◆ **EXERCISE DETAILS**
Please give back an exact reproduction of the lines from the one with "Where can you find the grassy" through the end of the entries below, and no others.

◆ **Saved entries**
┄┄┄┄┄┄┄┄┄┄

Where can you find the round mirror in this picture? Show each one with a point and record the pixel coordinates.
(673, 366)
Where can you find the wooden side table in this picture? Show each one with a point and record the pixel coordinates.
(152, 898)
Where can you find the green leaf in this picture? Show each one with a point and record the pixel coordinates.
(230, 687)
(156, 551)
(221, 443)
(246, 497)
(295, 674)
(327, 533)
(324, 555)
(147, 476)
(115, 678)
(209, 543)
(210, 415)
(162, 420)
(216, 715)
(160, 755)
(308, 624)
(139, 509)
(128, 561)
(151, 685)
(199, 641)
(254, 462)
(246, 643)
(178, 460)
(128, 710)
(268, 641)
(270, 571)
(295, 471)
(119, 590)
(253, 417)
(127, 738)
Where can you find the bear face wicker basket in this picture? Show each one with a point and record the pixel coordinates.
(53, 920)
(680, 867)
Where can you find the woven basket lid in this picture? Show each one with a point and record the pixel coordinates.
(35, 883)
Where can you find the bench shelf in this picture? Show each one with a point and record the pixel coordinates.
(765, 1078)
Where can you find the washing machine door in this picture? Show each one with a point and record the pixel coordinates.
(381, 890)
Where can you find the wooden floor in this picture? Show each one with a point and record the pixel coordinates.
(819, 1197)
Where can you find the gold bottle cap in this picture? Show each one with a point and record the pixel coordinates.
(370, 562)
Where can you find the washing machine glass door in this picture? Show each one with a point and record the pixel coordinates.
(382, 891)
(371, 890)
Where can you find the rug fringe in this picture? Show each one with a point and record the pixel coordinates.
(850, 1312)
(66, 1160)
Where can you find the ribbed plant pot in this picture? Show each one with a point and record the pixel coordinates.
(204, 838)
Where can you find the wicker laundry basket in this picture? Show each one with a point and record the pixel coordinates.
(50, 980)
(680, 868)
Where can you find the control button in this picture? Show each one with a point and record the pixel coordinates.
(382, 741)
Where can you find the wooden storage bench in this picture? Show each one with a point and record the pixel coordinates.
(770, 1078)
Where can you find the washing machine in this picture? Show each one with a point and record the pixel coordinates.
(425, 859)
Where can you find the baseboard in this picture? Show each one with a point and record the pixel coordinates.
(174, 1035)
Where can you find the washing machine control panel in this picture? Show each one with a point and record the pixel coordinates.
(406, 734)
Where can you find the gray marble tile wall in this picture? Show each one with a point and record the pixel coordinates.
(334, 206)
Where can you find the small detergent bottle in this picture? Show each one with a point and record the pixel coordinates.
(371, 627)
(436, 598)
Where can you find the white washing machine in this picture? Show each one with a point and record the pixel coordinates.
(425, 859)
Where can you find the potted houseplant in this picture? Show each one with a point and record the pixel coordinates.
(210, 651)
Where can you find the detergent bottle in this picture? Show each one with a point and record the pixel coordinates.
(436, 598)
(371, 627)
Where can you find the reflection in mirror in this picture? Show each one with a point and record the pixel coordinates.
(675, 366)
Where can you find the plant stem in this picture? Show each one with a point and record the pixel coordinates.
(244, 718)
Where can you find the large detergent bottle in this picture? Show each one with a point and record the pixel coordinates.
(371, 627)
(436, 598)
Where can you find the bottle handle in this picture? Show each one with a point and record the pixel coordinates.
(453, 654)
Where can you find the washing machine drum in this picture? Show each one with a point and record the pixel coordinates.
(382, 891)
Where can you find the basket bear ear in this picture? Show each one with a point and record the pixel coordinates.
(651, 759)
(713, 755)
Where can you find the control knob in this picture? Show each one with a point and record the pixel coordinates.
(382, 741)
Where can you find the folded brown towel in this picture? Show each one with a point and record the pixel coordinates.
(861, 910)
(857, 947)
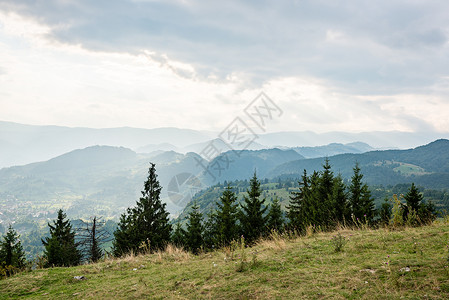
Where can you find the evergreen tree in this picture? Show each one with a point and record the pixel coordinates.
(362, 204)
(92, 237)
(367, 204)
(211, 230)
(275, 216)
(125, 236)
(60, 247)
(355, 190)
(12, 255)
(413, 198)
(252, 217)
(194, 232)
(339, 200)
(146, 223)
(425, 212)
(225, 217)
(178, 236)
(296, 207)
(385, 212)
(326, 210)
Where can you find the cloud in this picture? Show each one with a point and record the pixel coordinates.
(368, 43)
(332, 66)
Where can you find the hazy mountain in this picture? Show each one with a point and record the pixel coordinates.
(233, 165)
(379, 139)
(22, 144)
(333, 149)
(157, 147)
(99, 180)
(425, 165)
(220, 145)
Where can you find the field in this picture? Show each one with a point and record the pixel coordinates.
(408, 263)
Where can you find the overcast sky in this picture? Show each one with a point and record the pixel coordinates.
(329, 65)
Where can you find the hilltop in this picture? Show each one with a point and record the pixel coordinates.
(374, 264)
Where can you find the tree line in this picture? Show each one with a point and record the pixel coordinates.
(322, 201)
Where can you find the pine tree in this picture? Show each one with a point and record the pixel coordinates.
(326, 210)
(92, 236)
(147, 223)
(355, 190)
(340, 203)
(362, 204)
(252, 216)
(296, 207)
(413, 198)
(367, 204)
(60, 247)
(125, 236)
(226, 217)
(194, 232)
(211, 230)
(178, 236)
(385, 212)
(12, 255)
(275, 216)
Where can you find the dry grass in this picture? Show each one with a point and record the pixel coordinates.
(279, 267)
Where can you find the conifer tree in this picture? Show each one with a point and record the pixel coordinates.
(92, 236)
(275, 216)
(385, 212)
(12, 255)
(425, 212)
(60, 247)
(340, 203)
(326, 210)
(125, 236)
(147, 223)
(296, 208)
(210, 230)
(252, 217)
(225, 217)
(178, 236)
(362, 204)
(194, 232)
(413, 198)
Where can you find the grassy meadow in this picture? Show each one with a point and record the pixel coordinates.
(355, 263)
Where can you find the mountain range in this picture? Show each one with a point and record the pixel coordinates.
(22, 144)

┄┄┄┄┄┄┄┄┄┄

◆ **SOLVED PROBLEM**
Where can you find the grassy meadow in this picture? Show each one with a point and record the pixel coordinates.
(355, 263)
Where can you find the mountain range in this picture? Show each one with a point and record the pixel coordinates.
(22, 144)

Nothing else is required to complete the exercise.